*Document excerpt:*

Thursday, October 31, 2013

Too Much Tech?

I was talking to a friend the other day who had just set up a Twitter account. I was asked if I had one...if I tweeted or twittered. (Is Tweet a verb or a noun? He, She, It "tweets." Huh ... Guess it's a verb. Then Twitter must be the noun). 

Anyway, I smiled and said Yes, I have one. I'm "out there." No, I don't use it. If I'm really, really honest ... I have no idea how to use it, what to post, why I need to use it or want to use it or what following someone means in a non-stalker sense. Following someone seems weird ... having someone follow me just freaks me out. My son has a Twitter account. I have one to keep up to date on his ... um, tweets. But I really don't have any desire to, um, tweet anyone else. I don't even know what to tweet. Do you want me to follow you? Really? 

I get texts from my kids' schools ... reminding me about Drama Club meetings, play rehearsals and late start days. Informing me that a new weekly update is available from the principal -- this is riddled with important stuff I need to know that I won't know if I don't get out there and read it. PTA information, Drama Club Booster Meeting minutes and school event party plans are sent to me by email. My bank sends me an email and a text if my account is near to an overdrawn state and to let me know my statement is available. Bills come with email links. My family calendar is on Google.

Yesterday I called Walt Disney World to see if I could schedule a breakfast with Chef Mickey. The registration was automated. I was given options and spoke to an attendant -- a non-living and breathing entity created with key-strokes by some programmer. I didn't get my reservation. None available. The friendly automaton even checked different days in the week. Very thorough. I was given the option of speaking to an attendant only at the very end. I opted out. I was tired.

Am I the only person overwhelmed by technology? OMG ... am I becoming my parents?  I log in my daughter's reading at a Reading Rewards Web Site. I check my son's grades on-line and receive notification on-line when they are ready. My friends text or FB me to make plans. I note all activities on the Google calendar linked to my phone and computer. And I'm exhausted by all the apps I have to own and understand.

I need an app to navigate me to a business and an app to guide me around Walt Disney World's fast pass options. I need an app to check FB and pay my bills. I need an app to calculate the right tip and help my daughter with her math. And as I click and scroll and strain my eyes trying to find just the right information, I become more and more disconnected to the people surrounding me.

*Directive:* Continue the blog post about feeling overwhelmed by technology, starting right after its last sentence.

*Rows:*
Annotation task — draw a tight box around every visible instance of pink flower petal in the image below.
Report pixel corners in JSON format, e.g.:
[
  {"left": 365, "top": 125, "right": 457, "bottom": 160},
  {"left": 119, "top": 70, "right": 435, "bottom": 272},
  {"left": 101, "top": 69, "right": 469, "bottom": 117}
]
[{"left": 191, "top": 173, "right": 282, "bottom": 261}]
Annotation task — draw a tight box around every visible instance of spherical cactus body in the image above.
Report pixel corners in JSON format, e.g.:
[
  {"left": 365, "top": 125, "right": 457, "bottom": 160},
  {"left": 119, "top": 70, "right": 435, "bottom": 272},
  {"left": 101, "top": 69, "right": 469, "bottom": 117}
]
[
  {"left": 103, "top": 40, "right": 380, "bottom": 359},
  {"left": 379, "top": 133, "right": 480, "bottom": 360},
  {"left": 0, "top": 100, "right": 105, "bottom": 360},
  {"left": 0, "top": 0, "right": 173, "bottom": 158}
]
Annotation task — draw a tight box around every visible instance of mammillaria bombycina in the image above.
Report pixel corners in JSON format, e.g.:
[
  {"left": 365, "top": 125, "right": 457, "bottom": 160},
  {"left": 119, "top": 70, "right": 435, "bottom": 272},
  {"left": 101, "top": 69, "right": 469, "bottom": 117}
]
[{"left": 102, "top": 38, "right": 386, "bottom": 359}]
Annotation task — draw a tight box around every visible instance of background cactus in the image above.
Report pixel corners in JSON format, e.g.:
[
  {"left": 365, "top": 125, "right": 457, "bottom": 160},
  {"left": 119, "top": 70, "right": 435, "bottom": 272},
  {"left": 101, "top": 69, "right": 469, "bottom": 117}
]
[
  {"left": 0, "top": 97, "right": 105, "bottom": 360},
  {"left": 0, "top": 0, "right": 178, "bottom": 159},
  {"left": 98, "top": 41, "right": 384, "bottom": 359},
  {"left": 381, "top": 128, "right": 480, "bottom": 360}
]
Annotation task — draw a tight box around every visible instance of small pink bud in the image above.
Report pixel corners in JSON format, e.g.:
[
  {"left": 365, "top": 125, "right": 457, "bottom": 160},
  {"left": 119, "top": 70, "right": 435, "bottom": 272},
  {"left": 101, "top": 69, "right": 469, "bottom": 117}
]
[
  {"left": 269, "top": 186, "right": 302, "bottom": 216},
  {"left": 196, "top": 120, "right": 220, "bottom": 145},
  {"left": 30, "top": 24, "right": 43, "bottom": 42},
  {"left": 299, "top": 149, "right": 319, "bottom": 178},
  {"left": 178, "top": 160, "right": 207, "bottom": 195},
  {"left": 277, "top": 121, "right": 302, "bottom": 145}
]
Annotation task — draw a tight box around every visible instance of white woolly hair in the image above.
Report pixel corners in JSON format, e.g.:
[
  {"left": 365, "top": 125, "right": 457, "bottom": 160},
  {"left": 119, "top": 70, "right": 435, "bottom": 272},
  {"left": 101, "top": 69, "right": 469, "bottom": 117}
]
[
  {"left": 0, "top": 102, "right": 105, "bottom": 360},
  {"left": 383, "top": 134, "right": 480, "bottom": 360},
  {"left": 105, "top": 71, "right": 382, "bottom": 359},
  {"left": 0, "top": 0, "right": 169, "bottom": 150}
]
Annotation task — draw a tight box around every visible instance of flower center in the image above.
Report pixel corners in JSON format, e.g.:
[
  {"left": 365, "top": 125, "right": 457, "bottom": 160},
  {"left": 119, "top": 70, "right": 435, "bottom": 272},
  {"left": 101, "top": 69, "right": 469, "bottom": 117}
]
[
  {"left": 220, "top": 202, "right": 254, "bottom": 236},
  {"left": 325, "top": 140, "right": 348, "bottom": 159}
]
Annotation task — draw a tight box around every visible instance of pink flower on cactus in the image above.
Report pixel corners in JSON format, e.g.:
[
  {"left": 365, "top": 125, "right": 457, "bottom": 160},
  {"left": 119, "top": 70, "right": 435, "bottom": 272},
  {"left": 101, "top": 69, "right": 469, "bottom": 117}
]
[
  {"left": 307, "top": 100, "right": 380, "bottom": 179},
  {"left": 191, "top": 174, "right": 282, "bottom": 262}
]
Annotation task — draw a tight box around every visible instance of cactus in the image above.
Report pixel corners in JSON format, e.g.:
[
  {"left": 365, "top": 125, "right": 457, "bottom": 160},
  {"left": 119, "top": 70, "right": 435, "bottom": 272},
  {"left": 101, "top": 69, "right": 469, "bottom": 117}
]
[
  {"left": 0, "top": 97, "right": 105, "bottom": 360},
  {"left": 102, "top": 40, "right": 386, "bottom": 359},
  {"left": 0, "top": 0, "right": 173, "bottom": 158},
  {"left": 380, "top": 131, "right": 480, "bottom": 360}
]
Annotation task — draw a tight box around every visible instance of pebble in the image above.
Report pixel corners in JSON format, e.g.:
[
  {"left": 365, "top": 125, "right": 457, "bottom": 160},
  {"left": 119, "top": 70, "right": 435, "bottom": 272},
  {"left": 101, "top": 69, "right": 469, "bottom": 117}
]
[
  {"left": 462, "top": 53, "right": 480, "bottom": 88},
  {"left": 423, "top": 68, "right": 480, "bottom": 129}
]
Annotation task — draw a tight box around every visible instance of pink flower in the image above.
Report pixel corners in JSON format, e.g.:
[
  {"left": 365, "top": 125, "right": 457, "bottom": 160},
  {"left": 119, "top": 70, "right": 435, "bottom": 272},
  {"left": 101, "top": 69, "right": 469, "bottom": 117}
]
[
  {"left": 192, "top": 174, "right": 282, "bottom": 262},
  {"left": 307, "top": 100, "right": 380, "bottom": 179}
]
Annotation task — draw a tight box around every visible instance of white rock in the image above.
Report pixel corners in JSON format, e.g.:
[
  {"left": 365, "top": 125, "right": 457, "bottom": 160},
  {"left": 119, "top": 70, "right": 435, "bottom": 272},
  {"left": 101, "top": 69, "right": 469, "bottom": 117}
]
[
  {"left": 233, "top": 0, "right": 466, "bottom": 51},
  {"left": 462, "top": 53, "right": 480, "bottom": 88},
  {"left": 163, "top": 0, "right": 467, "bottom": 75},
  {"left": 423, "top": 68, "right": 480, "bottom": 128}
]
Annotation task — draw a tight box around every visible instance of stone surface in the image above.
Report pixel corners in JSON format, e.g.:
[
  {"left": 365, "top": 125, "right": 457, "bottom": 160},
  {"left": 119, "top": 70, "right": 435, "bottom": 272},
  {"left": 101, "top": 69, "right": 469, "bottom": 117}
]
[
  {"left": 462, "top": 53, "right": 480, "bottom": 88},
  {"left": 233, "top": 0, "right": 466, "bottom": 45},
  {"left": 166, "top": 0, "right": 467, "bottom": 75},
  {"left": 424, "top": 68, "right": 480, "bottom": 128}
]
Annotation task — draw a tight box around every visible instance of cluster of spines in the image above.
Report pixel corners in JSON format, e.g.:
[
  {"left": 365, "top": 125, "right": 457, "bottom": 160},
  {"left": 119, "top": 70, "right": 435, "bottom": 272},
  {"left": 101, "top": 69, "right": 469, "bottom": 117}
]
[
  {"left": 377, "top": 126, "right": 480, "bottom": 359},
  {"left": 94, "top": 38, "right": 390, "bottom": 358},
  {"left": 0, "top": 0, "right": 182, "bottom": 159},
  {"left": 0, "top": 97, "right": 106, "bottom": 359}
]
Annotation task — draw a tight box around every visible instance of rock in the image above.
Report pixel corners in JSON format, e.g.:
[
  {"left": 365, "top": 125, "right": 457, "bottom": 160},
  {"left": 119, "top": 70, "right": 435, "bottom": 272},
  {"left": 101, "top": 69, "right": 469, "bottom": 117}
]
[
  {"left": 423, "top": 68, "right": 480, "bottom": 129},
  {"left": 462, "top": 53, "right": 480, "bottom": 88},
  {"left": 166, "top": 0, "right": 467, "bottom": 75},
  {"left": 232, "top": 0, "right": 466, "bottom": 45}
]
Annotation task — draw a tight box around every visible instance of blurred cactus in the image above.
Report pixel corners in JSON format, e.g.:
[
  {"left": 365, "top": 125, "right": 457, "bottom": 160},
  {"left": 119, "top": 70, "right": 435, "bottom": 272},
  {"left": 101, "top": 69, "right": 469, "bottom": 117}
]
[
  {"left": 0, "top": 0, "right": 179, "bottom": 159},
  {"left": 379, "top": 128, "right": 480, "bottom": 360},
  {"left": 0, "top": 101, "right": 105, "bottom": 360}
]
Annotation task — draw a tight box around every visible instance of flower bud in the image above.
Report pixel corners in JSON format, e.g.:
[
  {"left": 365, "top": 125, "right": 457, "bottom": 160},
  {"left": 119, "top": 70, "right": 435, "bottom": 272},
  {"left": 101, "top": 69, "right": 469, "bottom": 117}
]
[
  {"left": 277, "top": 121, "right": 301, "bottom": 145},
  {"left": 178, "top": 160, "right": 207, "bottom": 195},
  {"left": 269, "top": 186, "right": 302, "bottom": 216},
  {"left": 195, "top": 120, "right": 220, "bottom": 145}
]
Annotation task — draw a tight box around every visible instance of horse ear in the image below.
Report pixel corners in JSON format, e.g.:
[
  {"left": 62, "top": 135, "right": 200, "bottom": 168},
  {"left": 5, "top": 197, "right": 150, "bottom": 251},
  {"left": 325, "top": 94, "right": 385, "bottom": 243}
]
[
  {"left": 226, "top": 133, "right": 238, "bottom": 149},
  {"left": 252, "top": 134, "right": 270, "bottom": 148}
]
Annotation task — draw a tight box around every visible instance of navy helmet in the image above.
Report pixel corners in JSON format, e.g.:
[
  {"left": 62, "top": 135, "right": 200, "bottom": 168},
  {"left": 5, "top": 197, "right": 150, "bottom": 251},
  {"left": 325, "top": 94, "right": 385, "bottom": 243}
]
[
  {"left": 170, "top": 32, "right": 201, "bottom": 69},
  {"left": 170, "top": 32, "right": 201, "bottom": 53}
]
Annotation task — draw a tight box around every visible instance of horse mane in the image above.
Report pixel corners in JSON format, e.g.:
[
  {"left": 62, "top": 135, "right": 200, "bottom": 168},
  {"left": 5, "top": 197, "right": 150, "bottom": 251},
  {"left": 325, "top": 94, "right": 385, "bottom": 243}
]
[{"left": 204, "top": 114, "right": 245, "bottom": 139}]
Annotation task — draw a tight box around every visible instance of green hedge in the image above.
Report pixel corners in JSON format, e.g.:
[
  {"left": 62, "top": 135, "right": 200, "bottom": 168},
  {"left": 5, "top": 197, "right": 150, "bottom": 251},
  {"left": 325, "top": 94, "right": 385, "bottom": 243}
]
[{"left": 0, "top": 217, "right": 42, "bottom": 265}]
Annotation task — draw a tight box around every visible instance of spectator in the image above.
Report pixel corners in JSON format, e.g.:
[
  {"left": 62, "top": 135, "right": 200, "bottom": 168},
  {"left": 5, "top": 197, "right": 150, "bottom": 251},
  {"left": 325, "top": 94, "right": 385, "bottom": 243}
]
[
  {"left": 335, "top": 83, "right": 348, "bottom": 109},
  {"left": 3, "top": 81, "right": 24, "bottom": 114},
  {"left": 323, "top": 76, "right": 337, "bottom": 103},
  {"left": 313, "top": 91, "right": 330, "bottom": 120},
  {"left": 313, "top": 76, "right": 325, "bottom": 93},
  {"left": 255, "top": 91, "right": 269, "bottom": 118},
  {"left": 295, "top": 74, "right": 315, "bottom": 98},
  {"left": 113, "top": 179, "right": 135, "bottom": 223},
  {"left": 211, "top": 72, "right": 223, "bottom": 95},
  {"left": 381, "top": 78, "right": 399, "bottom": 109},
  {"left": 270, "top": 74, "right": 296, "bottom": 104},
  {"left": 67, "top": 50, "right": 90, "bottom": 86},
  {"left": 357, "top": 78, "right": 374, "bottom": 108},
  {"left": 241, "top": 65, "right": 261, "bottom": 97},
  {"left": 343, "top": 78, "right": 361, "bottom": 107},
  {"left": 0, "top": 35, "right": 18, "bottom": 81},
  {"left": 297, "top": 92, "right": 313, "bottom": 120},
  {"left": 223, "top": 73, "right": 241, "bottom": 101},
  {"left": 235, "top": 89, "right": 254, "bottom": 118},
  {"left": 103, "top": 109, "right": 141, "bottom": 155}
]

*Answer below:*
I text instead of talk. My son rarely uses his phone to actually speak to another human being. He texts or tweets or instagrams his messages and moves. Emails replace letters, taking us further and further out of context -- out of relationship. Remember when your parents set phone limits 'cause you talked too long on the home phone to a friend after school? Not a problem anymore. The conversations texted are short and succinct. Mundane. They really don't say anything. How do kids "relate" to each other? What will this trend mean?

I watch people on the streets as they walk around. Their heads are down and they always seem to be scrolling thru their smart phones. It is truly a wonder they are not hit by cars or do not collide with others. If they did run into another person, I question if they'd know what to say. Has human contact de-evolved so much that Touch has been replaced by Tweet and Text? When was the last time you called someone to set up lunch or a meeting? Or, did you message someone on FB? Was the entire meeting conducted thru instant-messaging or a conference call?

Not so very long ago, I watched 2001: A Space Odyssey. Do any of you remember Hal? We aren't that far away from Hal. The way we communicate is dominated by Hal's descendents. We are quickly becoming completely reliant on tech. And, sadly, out of touch.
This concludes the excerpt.